(Work to be completed) The whole listing below is to be repeated without alteration.

(Records for the task)

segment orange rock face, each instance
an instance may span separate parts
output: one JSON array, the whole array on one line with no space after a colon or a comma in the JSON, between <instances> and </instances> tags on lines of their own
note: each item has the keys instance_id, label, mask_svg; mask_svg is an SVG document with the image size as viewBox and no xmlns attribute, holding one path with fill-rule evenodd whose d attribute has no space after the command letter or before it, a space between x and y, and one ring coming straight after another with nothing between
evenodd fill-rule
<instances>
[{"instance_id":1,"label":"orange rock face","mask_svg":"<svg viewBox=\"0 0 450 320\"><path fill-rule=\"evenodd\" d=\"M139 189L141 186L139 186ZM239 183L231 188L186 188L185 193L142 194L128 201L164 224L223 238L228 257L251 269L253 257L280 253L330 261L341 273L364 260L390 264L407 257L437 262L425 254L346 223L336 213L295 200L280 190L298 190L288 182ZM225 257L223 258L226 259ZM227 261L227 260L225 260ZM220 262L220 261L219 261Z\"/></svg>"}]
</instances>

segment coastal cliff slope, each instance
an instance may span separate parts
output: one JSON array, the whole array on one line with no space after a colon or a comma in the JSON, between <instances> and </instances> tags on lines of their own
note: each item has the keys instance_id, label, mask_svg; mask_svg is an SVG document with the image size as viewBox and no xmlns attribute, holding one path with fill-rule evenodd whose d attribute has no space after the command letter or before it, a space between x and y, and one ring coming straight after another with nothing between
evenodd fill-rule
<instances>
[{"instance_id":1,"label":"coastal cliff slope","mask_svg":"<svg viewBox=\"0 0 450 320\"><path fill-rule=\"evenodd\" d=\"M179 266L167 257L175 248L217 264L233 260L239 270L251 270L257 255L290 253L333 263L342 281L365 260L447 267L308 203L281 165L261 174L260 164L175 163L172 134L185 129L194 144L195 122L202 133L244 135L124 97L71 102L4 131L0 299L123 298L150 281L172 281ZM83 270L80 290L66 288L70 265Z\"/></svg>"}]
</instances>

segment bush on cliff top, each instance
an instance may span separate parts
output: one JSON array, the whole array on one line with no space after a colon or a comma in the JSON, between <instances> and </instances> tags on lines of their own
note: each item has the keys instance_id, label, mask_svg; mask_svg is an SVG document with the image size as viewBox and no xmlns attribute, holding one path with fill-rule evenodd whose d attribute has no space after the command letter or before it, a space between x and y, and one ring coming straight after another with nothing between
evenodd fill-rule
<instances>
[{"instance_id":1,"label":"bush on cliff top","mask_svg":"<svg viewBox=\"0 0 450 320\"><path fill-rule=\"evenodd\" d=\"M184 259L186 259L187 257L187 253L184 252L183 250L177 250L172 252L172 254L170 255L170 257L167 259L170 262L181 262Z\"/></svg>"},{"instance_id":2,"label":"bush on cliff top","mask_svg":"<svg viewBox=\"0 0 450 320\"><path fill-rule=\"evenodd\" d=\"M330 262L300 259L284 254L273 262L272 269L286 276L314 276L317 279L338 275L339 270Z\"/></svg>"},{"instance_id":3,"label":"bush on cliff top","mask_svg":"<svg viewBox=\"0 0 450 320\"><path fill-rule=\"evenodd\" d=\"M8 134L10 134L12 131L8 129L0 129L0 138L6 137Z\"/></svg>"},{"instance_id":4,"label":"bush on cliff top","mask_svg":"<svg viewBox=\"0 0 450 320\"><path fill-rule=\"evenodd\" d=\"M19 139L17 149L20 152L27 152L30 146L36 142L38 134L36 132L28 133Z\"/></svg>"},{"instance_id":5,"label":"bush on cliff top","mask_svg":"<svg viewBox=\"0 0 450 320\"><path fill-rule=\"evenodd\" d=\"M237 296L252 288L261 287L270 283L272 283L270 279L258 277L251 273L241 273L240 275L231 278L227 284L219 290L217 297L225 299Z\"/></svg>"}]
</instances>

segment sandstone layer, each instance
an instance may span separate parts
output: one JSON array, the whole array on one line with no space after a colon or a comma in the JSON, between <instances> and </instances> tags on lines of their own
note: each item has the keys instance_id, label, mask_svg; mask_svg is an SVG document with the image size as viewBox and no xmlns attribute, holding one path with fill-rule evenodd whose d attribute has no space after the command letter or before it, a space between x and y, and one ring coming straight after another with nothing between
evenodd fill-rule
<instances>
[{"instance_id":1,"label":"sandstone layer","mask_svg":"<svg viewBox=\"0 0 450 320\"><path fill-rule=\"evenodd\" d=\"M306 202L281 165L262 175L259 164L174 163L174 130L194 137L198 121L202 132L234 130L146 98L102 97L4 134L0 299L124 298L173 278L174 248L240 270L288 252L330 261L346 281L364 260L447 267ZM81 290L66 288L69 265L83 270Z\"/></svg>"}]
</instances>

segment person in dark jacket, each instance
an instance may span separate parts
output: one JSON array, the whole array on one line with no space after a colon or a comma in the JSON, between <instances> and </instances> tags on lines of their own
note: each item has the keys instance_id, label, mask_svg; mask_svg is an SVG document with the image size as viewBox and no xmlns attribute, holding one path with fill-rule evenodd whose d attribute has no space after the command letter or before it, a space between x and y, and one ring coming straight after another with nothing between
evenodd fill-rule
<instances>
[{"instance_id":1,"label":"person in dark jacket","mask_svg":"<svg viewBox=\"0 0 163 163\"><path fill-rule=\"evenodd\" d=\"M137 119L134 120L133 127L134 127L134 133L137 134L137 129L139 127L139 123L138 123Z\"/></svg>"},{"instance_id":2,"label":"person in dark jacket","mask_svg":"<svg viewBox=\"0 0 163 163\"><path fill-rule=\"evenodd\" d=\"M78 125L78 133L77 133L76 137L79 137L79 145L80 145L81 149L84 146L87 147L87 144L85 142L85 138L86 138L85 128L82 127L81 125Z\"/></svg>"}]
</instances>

(Response to this exercise)
segment orange rock face, each instance
an instance may span separate parts
output: one JSON array, the whole array on one line with no space after a colon or a comma in the JSON, between <instances> and </instances> tags on lines of their own
note: each item has the keys instance_id, label, mask_svg; mask_svg is an SVG document with the image size as viewBox and no xmlns attribute, holding one path with fill-rule evenodd whose d attribute has no space after the command letter or before it, a space between x and y, and one ring coming straight after another with nothing between
evenodd fill-rule
<instances>
[{"instance_id":1,"label":"orange rock face","mask_svg":"<svg viewBox=\"0 0 450 320\"><path fill-rule=\"evenodd\" d=\"M139 189L141 186L139 186ZM239 183L231 188L186 188L185 193L142 194L128 201L164 224L223 238L228 257L251 269L253 257L280 253L330 261L341 273L364 260L390 264L407 257L437 262L425 254L346 223L336 213L295 200L280 190L298 190L288 182ZM225 257L223 258L226 259ZM227 261L227 260L225 260ZM220 262L220 261L219 261Z\"/></svg>"}]
</instances>

segment coastal cliff slope, each instance
an instance may span separate parts
output: one JSON array, the whole array on one line with no space after a colon or a comma in the JSON, between <instances> and </instances> tags on lines of their own
note: each item has the keys instance_id, label, mask_svg; mask_svg is an SVG document with the image size as viewBox and no xmlns attribute, holding one path with fill-rule evenodd whose d attribute has no space after the command letter or before it, a space between x and y, and one ring coming straight after another with nothing between
evenodd fill-rule
<instances>
[{"instance_id":1,"label":"coastal cliff slope","mask_svg":"<svg viewBox=\"0 0 450 320\"><path fill-rule=\"evenodd\" d=\"M179 266L167 257L175 248L217 264L233 260L239 270L251 270L257 255L290 253L333 263L342 281L365 260L447 267L308 203L281 165L261 174L260 164L175 163L172 134L185 129L194 144L195 122L202 133L244 135L124 97L71 102L4 131L0 299L123 298L150 281L172 281ZM83 270L80 290L66 288L70 265Z\"/></svg>"}]
</instances>

segment bush on cliff top, each instance
an instance may span separate parts
output: one JSON array, the whole array on one line with no space after a colon or a comma in the JSON, between <instances> and </instances> tags on lines of their own
note: each item has the keys instance_id, label, mask_svg; mask_svg is an SVG document with the image size as viewBox and no xmlns attribute, holding one path with fill-rule evenodd whose d attribute has no space after the command letter or before it, a space between x and y, and one ring coming straight after another with nothing between
evenodd fill-rule
<instances>
[{"instance_id":1,"label":"bush on cliff top","mask_svg":"<svg viewBox=\"0 0 450 320\"><path fill-rule=\"evenodd\" d=\"M184 259L186 259L187 257L187 253L184 252L183 250L177 250L172 252L172 254L170 255L170 257L167 259L170 262L181 262Z\"/></svg>"},{"instance_id":2,"label":"bush on cliff top","mask_svg":"<svg viewBox=\"0 0 450 320\"><path fill-rule=\"evenodd\" d=\"M330 262L300 259L284 254L273 262L272 269L286 276L314 276L317 279L338 275L339 270Z\"/></svg>"},{"instance_id":3,"label":"bush on cliff top","mask_svg":"<svg viewBox=\"0 0 450 320\"><path fill-rule=\"evenodd\" d=\"M8 134L10 134L12 131L8 129L0 129L0 138L6 137Z\"/></svg>"},{"instance_id":4,"label":"bush on cliff top","mask_svg":"<svg viewBox=\"0 0 450 320\"><path fill-rule=\"evenodd\" d=\"M19 139L17 149L20 152L27 152L30 146L36 142L38 134L36 132L28 133Z\"/></svg>"},{"instance_id":5,"label":"bush on cliff top","mask_svg":"<svg viewBox=\"0 0 450 320\"><path fill-rule=\"evenodd\" d=\"M237 296L252 288L261 287L270 283L272 283L270 279L258 277L251 273L241 273L240 275L231 278L227 284L219 290L217 297L225 299Z\"/></svg>"}]
</instances>

segment sandstone layer, each instance
an instance may span separate parts
output: one JSON array, the whole array on one line with no space after a colon or a comma in the JSON, between <instances> and </instances> tags on lines of their own
note: each item has the keys instance_id, label, mask_svg; mask_svg is an SVG document with the image size as viewBox and no xmlns attribute, holding one path with fill-rule evenodd whose d attribute has no space after the command letter or before it, a space between x and y, and one ring coming straight after another with nothing between
evenodd fill-rule
<instances>
[{"instance_id":1,"label":"sandstone layer","mask_svg":"<svg viewBox=\"0 0 450 320\"><path fill-rule=\"evenodd\" d=\"M306 202L281 165L262 175L259 164L174 163L174 130L194 137L198 121L202 132L234 130L146 98L102 97L4 134L0 299L124 298L173 278L174 248L240 270L288 252L330 261L346 281L364 260L447 267ZM81 290L66 288L69 265L83 270Z\"/></svg>"}]
</instances>

segment person in dark jacket, each instance
an instance may span separate parts
output: one JSON array, the whole array on one line with no space after a colon or a comma in the JSON, between <instances> and </instances> tags on lines of their own
note: each item has the keys instance_id, label, mask_svg; mask_svg is an SVG document with the image size as viewBox and no xmlns attribute, holding one path with fill-rule evenodd whose d attribute has no space after the command letter or before it, a space between x and y, and one ring coming straight after another with nothing between
evenodd fill-rule
<instances>
[{"instance_id":1,"label":"person in dark jacket","mask_svg":"<svg viewBox=\"0 0 163 163\"><path fill-rule=\"evenodd\" d=\"M137 119L134 120L133 127L134 127L134 133L137 134L137 129L139 127L139 123L138 123Z\"/></svg>"},{"instance_id":2,"label":"person in dark jacket","mask_svg":"<svg viewBox=\"0 0 163 163\"><path fill-rule=\"evenodd\" d=\"M78 125L78 133L77 133L76 137L79 137L79 145L80 145L81 149L84 146L87 147L87 144L85 142L85 138L86 138L85 128L82 127L81 125Z\"/></svg>"}]
</instances>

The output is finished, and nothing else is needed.